Each entry must be reproduced precisely as it stands.

☆ ☆ ☆

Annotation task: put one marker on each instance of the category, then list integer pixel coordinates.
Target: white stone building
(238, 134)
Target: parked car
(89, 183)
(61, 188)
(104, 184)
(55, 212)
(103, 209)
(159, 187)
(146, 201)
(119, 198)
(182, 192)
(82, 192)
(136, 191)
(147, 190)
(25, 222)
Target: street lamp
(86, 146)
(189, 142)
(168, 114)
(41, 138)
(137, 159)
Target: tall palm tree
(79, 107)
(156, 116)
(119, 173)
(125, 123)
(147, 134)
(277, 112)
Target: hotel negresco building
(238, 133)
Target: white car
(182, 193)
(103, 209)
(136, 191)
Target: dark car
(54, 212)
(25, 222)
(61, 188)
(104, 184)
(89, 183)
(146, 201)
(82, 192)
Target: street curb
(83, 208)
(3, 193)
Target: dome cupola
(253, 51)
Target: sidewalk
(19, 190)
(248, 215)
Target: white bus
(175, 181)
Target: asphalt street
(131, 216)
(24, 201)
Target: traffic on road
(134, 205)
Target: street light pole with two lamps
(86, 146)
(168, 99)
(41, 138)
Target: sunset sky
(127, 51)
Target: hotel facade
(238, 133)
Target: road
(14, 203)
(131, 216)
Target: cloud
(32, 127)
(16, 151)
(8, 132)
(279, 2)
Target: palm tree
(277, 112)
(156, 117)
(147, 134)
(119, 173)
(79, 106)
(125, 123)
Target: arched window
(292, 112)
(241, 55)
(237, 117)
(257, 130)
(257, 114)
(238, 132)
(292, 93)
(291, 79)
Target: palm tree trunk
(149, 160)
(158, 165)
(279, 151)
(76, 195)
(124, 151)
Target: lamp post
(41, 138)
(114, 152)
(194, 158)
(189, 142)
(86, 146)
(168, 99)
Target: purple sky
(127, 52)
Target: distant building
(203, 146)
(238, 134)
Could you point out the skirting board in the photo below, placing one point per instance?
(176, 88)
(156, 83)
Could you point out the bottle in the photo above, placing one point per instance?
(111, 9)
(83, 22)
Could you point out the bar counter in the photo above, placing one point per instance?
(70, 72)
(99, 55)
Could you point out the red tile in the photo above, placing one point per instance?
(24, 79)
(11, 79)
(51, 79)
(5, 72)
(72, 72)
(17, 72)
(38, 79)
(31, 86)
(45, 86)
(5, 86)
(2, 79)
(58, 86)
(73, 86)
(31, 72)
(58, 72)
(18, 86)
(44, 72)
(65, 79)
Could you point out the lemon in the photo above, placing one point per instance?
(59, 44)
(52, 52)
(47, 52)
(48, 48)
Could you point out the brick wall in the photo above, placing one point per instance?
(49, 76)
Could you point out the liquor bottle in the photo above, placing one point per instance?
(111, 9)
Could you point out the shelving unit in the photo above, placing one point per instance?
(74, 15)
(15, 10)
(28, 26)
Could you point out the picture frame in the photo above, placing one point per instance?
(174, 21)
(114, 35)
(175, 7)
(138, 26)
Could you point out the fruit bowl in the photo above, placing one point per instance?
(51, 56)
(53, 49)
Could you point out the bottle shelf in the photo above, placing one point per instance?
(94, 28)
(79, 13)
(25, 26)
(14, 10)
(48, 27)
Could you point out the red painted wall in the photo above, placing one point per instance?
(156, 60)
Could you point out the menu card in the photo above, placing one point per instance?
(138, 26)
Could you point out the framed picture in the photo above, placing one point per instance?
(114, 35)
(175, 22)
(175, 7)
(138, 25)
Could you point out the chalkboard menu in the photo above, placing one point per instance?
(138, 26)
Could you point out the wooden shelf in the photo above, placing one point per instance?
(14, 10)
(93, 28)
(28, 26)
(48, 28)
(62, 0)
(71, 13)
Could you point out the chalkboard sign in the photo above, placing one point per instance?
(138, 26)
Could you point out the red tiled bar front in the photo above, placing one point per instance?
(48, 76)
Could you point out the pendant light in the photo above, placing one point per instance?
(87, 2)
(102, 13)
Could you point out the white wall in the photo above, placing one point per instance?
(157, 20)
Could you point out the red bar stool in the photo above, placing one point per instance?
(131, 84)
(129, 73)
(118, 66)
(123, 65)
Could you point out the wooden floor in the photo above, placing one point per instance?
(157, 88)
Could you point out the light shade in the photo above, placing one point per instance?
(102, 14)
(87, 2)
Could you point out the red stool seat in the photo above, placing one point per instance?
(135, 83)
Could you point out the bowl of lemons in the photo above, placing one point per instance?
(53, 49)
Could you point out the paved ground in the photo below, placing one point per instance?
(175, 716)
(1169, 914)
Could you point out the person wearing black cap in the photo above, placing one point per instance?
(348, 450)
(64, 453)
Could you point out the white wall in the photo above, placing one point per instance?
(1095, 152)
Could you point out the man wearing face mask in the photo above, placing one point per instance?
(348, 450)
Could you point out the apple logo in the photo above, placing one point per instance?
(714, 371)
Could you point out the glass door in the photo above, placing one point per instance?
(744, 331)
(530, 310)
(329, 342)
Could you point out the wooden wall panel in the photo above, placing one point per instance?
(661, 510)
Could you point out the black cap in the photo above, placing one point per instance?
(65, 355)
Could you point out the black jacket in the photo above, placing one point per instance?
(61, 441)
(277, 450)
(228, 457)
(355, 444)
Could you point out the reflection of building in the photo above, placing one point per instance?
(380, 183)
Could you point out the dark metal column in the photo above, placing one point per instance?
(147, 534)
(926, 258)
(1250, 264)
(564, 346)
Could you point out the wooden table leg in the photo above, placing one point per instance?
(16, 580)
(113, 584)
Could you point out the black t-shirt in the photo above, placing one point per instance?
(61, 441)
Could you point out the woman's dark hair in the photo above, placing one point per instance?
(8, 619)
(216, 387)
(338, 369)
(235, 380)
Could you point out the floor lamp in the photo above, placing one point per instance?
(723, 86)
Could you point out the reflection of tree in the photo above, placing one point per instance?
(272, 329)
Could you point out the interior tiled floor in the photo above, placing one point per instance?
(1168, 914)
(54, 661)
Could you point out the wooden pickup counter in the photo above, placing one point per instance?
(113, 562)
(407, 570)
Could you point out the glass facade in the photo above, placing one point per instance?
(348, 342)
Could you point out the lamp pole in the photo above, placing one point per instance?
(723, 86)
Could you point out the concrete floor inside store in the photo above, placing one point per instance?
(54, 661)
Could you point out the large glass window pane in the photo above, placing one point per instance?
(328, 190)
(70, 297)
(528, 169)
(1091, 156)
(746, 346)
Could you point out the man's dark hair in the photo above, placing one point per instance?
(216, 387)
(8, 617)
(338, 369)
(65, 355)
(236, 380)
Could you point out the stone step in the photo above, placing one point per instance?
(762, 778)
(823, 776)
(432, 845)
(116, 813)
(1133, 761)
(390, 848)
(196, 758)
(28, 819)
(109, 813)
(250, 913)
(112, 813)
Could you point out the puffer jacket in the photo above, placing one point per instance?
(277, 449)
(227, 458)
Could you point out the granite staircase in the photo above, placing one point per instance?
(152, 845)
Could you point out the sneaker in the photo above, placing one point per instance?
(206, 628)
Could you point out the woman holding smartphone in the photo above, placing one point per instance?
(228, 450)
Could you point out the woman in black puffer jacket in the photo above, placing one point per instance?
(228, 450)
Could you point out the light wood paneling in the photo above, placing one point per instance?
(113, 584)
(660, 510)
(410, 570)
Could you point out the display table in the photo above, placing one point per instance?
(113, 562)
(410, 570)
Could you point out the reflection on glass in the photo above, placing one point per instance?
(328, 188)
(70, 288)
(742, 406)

☆ ☆ ☆

Output for this exercise
Annotation task: put one marker on each instance of the category, then list integer pixel coordinates.
Target: white stone building
(238, 134)
Target: parked car
(89, 183)
(61, 188)
(104, 184)
(55, 212)
(103, 209)
(159, 187)
(146, 201)
(119, 198)
(182, 192)
(82, 192)
(136, 191)
(147, 190)
(25, 222)
Target: street lamp
(86, 146)
(189, 142)
(168, 114)
(41, 138)
(137, 159)
Target: tall palm tree
(79, 107)
(156, 116)
(119, 173)
(125, 123)
(147, 134)
(277, 112)
Target: hotel negresco building
(238, 133)
Target: white car
(182, 193)
(103, 209)
(136, 191)
Target: dark car
(54, 212)
(25, 222)
(61, 188)
(104, 184)
(89, 183)
(146, 201)
(82, 192)
Target: street curb
(83, 208)
(3, 193)
Target: dome cupola
(253, 51)
Target: sidewalk
(19, 190)
(248, 215)
Target: white bus
(175, 181)
Target: asphalt street
(131, 216)
(24, 201)
Target: traffic on road
(134, 205)
Target: street light pole with two lamps
(86, 146)
(168, 99)
(41, 138)
Target: sunset sky
(127, 51)
Target: hotel facade
(238, 133)
Target: road
(14, 203)
(131, 216)
Target: cloud
(32, 127)
(16, 151)
(8, 132)
(279, 2)
Target: palm tree
(277, 112)
(156, 117)
(147, 134)
(119, 173)
(79, 106)
(125, 123)
Target: arched window
(292, 112)
(241, 55)
(237, 117)
(257, 130)
(257, 114)
(238, 132)
(292, 93)
(291, 79)
Target: palm tree trunk
(149, 160)
(158, 165)
(279, 151)
(76, 195)
(124, 151)
Target: lamp post
(41, 138)
(114, 152)
(194, 158)
(189, 142)
(86, 146)
(168, 99)
Target: purple sky
(127, 52)
Target: distant building
(203, 146)
(238, 134)
Could you point out the skirting board in the photo below, placing one point per instance?
(176, 88)
(156, 83)
Could you point out the bottle in the photo above, placing one point per instance?
(111, 9)
(83, 22)
Could you point out the bar counter in the photo above, placing one point per instance?
(70, 72)
(99, 55)
Could you point out the red tile in the photo above, placing one point per instance?
(24, 79)
(11, 79)
(51, 79)
(5, 72)
(72, 72)
(17, 72)
(38, 79)
(31, 86)
(45, 86)
(5, 86)
(2, 79)
(58, 86)
(73, 86)
(31, 72)
(58, 72)
(18, 86)
(44, 72)
(65, 79)
Could you point out the lemon in the photo above, placing one point per instance?
(59, 44)
(52, 52)
(47, 52)
(48, 48)
Could you point out the brick wall in the photo above, placing one point per instance?
(49, 76)
Could you point out the liquor bottle in the photo above, placing one point per instance?
(111, 9)
Could you point out the shelving unit in the photo above, placing one point per instance?
(74, 15)
(15, 10)
(28, 26)
Could you point out the picture frame in the photo above, placing one point per instance?
(174, 21)
(114, 35)
(175, 7)
(138, 26)
Could you point out the fruit bowl in the photo above, placing one point per instance?
(51, 56)
(53, 49)
Could you point out the bottle shelf in the photo above, placing one point per instance?
(94, 28)
(79, 13)
(25, 26)
(14, 10)
(48, 27)
Could you point out the red painted wall in the photo above, placing one point per instance?
(156, 60)
Could you point out the menu card in the photo above, placing one point per instance?
(138, 26)
Could you point out the framed picture in the photo above, placing one point per instance?
(114, 35)
(175, 22)
(175, 7)
(138, 25)
Could you point out the chalkboard menu in the photo above, placing one point per instance?
(138, 26)
Could you point out the wooden shelf in the photo above, placing one point per instance?
(14, 10)
(93, 28)
(28, 26)
(48, 28)
(62, 0)
(71, 13)
Could you point out the chalkboard sign in the photo above, placing one point per instance?
(138, 26)
Could you point out the red tiled bar front in the photo above, placing one point per instance?
(48, 76)
Could you point out the pendant light in the photo above, placing one point per instance?
(87, 2)
(102, 13)
Could you point out the white wall in the photo above, placing one point per instance?
(157, 20)
Could you point out the red bar stool in the photo above, placing one point per instance?
(131, 84)
(129, 73)
(118, 66)
(123, 65)
Could you point out the wooden floor in the photo above, placing one point per instance?
(157, 88)
Could you point out the light shade in the photo above, placing one point per instance?
(102, 14)
(87, 2)
Could you point out the red stool seat in the photo above, placing one point per instance?
(135, 83)
Could you point out the bowl of lemons in the photo above, placing one point per instance?
(53, 49)
Could you point out the paved ground in the photo below, placing one point per instance?
(175, 716)
(1169, 914)
Could you point out the person wearing black cap in the photo above, placing one point per instance?
(348, 450)
(64, 453)
Could you point out the white wall in the photo above, placing one point per instance?
(1095, 152)
Could you point out the man wearing face mask in the photo above, placing one point per instance?
(348, 450)
Could you point out the apple logo in the photo above, placing one point per instance?
(714, 371)
Could you point out the glass door in the photo above, placing one point per instance?
(744, 331)
(530, 310)
(329, 342)
Could you point out the wooden wall panel in the photo above, placing one point per instance?
(661, 510)
Could you point out the black cap in the photo above, placing one point per instance?
(65, 355)
Could you point out the black jacket in the photo above, placing one point per instance?
(61, 441)
(277, 450)
(228, 457)
(355, 444)
Could you point out the reflection of building in the photo above, placing one point per instance?
(380, 183)
Could you point out the dark metal column in the photo above, placing one point per instance?
(147, 534)
(926, 258)
(1250, 264)
(564, 346)
Could you point out the wooden table leg in the photo above, placing one point per instance?
(16, 580)
(113, 584)
Could you point out the black t-shirt in the photo above, placing one point per instance?
(61, 441)
Could you point out the woman's dark hair in the photo above, placing one point per instance?
(8, 619)
(216, 387)
(338, 369)
(235, 380)
Could you point out the floor lamp in the photo above, placing one point per instance?
(723, 86)
Could you point out the reflection of tree in the photo above, placing one point per instance?
(272, 329)
Could you point out the interior tiled floor in the photo above, placing one point per instance?
(1168, 914)
(54, 661)
Could you point out the wooden pickup counter in the photo above, placing one point per instance?
(113, 562)
(407, 570)
Could you point out the glass facade in the photo above, placing one point per instance?
(348, 342)
Could you point out the lamp pole in the photo above, placing one point per instance?
(723, 86)
Could you point out the concrete floor inside store in the photo above, placing one point per instance?
(54, 661)
Could you point out the large glass window pane in the photo above, placing one point per instance?
(328, 190)
(70, 297)
(528, 169)
(1091, 156)
(746, 346)
Could you point out the man's dark hair in the photo above, placing one point per instance?
(216, 387)
(8, 617)
(338, 369)
(65, 355)
(236, 380)
Could you point out the stone step in the photo above, placing one point per instance?
(762, 778)
(823, 776)
(432, 845)
(116, 813)
(1133, 761)
(390, 848)
(196, 758)
(28, 819)
(109, 813)
(250, 913)
(112, 813)
Could you point out the puffer jacket in the photo above, placing one point per instance?
(277, 449)
(227, 458)
Could you point out the granite staircase in the photo above, placing one point per instance?
(152, 845)
Could you point out the sneaker in the photo above, placing one point per instance?
(206, 628)
Could you point out the woman holding smartphone in the photo above, placing one point per instance?
(228, 450)
Could you point out the woman in black puffer jacket in the photo above, placing one point per instance?
(228, 450)
Could you point out the light wood paneling in the photo above, placing one point per instance?
(113, 584)
(660, 510)
(410, 570)
Could you point out the display table in the photo above, placing one point per instance?
(113, 562)
(410, 570)
Could you point out the reflection on glass in the photo above, placing one point per instance?
(328, 188)
(70, 288)
(742, 406)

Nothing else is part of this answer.